:: Input material

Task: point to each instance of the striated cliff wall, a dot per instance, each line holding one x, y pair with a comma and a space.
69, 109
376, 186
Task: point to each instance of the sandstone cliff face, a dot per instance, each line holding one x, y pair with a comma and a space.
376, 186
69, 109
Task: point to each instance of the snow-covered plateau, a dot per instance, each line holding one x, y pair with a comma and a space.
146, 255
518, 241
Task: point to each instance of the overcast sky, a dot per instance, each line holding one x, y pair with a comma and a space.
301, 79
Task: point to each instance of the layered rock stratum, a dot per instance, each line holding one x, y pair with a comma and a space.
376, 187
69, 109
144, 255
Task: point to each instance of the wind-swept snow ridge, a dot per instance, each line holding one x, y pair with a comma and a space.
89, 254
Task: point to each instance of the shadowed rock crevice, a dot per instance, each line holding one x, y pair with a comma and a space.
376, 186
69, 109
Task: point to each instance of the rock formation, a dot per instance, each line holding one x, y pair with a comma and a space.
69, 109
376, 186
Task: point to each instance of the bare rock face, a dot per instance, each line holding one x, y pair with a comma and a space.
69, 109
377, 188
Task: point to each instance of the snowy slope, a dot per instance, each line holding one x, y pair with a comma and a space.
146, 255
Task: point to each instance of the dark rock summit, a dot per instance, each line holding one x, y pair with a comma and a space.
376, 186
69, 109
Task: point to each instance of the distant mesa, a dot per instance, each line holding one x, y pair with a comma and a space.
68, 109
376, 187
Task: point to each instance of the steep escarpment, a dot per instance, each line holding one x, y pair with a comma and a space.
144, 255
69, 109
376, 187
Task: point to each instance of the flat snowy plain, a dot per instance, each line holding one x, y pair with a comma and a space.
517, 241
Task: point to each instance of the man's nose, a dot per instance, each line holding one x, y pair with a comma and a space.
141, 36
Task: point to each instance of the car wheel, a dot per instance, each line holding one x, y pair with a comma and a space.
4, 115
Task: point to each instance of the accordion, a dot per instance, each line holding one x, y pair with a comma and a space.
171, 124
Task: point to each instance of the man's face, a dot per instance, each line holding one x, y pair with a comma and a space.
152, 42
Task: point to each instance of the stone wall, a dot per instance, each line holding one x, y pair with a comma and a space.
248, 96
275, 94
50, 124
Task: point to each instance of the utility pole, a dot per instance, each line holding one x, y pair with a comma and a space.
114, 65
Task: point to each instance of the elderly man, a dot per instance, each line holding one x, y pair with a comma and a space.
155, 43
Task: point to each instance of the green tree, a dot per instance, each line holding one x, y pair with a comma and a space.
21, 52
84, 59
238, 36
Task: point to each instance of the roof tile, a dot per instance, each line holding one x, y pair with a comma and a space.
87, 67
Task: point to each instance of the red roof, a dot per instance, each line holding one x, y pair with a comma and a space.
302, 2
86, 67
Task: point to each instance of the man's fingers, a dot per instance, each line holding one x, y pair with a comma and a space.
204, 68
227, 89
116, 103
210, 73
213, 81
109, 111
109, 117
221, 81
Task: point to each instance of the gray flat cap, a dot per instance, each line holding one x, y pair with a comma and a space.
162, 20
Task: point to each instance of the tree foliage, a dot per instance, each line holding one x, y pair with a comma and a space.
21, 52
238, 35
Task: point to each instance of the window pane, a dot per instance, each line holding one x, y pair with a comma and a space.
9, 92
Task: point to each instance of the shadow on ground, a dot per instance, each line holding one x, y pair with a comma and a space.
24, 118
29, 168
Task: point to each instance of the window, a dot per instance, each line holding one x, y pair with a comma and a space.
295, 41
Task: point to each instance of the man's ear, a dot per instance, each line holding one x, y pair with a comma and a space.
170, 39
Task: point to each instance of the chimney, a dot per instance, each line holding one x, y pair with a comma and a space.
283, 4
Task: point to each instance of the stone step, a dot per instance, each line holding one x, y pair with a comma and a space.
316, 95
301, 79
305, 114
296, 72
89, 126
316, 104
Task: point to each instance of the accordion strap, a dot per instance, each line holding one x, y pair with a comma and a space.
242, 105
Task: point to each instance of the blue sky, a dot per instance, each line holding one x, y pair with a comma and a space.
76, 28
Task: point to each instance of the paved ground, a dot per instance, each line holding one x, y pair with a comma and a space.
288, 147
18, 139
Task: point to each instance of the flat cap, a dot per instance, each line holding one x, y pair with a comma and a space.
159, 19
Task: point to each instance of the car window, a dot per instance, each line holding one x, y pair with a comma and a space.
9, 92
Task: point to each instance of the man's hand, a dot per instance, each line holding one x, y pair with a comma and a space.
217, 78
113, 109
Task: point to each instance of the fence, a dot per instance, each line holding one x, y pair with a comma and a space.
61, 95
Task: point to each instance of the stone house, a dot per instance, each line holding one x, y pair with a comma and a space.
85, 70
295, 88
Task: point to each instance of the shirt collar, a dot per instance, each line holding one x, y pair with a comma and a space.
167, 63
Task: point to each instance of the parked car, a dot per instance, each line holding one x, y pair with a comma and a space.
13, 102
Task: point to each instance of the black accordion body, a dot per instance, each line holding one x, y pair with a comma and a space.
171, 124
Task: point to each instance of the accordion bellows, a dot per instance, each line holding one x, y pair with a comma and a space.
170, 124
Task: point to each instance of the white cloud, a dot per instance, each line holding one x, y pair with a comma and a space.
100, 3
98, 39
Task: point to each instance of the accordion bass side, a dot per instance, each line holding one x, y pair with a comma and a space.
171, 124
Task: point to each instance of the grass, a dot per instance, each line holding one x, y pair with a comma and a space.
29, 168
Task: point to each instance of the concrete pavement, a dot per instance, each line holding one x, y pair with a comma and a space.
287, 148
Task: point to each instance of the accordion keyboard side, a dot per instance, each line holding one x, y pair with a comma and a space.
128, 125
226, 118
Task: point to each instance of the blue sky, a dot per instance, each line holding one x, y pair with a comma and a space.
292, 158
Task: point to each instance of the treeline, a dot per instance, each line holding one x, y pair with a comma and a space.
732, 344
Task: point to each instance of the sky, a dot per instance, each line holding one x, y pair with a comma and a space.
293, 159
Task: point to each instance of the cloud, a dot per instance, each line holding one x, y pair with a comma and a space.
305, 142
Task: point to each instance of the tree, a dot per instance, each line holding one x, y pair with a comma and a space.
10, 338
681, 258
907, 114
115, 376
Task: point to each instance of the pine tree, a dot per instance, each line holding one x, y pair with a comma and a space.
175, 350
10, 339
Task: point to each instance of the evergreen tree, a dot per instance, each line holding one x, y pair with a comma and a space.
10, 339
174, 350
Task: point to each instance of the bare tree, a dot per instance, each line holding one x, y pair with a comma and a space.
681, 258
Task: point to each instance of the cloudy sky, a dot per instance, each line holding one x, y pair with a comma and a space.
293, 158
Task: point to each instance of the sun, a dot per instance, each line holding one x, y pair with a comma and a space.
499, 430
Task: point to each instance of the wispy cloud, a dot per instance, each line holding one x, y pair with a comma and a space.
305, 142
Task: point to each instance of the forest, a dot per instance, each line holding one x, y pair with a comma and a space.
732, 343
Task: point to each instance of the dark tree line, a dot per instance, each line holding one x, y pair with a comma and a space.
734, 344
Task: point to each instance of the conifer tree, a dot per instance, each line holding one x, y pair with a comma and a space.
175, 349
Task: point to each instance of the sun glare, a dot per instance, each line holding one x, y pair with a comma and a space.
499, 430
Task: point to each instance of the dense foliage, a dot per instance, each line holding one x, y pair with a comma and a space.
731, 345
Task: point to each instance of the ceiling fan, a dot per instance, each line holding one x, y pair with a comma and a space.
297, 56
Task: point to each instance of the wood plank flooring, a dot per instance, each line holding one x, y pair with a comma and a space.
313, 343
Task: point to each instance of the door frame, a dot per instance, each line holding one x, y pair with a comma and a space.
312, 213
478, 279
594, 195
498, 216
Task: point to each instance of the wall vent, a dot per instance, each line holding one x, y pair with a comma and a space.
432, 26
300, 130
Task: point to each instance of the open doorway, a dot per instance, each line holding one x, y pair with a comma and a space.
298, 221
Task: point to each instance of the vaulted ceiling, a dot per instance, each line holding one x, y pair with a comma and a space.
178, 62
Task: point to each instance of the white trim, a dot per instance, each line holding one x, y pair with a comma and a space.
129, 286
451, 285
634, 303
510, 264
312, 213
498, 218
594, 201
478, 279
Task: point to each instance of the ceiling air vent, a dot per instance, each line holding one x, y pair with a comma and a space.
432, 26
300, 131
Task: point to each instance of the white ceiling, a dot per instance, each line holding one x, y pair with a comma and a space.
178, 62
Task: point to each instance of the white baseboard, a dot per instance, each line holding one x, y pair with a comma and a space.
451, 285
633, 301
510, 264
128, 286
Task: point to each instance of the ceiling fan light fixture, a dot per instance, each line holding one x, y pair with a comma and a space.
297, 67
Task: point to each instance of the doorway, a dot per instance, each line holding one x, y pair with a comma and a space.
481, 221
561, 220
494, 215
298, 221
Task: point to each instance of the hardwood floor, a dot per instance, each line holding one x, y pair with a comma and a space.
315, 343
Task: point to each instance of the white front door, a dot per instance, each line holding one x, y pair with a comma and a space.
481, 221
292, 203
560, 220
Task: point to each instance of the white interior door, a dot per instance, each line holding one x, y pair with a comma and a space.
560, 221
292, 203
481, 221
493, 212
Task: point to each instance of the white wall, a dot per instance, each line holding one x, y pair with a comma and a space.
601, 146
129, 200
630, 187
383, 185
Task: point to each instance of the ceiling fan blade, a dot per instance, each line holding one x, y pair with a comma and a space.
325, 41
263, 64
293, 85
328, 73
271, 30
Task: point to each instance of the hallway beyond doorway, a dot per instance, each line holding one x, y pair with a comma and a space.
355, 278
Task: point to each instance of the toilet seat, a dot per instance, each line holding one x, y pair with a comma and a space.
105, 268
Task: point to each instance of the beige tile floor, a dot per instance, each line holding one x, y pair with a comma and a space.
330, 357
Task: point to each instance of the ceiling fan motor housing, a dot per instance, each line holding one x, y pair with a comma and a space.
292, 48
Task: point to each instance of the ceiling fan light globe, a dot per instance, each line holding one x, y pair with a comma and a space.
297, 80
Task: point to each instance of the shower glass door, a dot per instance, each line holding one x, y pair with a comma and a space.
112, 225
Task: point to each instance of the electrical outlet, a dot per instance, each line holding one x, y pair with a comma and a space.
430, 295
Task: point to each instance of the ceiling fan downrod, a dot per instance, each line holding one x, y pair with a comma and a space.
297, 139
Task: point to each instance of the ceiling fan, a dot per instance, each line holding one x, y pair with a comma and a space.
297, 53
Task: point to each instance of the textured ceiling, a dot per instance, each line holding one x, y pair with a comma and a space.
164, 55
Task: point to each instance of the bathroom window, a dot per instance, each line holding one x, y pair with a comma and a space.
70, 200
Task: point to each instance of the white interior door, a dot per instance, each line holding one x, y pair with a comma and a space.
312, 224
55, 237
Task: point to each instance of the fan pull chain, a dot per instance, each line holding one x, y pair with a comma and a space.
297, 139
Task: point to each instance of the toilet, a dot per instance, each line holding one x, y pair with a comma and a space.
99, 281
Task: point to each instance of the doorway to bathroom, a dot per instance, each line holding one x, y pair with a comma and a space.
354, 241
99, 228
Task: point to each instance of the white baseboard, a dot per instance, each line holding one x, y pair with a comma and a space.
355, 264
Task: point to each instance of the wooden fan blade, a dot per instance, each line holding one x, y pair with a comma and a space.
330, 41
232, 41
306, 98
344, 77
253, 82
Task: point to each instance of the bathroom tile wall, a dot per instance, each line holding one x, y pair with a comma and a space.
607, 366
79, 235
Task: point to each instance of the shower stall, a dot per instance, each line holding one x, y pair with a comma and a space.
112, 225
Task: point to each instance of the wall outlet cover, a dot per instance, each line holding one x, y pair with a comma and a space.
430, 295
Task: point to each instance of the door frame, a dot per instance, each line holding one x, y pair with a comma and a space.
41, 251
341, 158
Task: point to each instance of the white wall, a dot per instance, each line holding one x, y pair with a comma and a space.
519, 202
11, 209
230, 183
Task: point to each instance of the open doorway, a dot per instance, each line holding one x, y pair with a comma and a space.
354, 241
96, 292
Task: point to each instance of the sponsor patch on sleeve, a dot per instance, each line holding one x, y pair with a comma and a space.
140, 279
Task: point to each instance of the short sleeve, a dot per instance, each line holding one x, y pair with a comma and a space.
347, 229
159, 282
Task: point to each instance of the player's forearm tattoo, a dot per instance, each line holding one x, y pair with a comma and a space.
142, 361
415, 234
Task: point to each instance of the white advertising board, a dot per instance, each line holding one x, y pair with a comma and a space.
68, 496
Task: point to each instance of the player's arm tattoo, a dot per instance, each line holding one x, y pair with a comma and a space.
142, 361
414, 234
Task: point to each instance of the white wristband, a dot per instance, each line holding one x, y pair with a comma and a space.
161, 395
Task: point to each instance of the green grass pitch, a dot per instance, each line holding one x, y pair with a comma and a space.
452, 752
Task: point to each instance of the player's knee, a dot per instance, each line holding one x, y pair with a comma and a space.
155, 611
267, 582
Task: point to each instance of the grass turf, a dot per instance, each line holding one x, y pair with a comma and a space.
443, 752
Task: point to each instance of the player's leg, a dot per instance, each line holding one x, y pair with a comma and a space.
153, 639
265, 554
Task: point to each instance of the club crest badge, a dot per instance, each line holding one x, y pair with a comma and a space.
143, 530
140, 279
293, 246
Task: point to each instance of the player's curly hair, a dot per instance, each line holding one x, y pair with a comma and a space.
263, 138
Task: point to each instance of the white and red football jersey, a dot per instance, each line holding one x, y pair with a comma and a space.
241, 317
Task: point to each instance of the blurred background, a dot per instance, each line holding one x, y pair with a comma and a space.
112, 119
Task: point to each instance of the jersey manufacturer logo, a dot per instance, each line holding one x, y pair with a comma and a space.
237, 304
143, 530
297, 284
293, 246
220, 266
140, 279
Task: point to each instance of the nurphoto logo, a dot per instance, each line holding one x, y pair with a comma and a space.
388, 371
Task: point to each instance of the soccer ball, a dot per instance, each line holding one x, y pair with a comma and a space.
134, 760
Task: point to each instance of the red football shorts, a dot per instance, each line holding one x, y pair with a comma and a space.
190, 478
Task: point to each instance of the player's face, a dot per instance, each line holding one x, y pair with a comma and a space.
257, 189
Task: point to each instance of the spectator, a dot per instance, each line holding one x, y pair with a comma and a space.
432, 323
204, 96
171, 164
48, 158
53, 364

::::

*Exercise directions*
Find the line containing "Task: point to each instance of the player's curly" in the material above. Print it and every line after it through the end, exactly and only those.

*Response*
Task: point to each instance of the player's curly hair, a dot per instance, each line holding one x, y pair with a comma and a space.
263, 138
Task: point to each instance of the white and red football jersey, a dot per instance, each line holding one x, y pair with a comma and a space.
241, 317
Task: point to each instance of the blurred background, a dot per instance, each line holding one x, y pair with a comma and a space.
112, 119
Task: point to each instance of the jersey manufacturer logo, a dot per instance, each line holding one x, y pair with a comma and a space.
237, 304
143, 530
297, 284
293, 246
220, 266
140, 279
Task: point to each instance of the nurphoto logo, a dot per instance, each line holding one x, y pair with a comma and a space.
388, 371
Task: point to each instance of the soccer ball, a dot per instance, each line holding one x, y pair with a comma and a space.
134, 760
Task: point to each instance of the red football shorts, a dot per instance, each line holding one x, y pair with a comma and a space.
190, 478
Task: point to each instance of the player's face, a dot per instance, each line holding one x, y pair with a comma and a space.
257, 189
Task: point to each instance of the spectator, a dot per instance, each line holding one x, y pair with a comma and a space.
432, 323
204, 96
171, 164
48, 158
53, 364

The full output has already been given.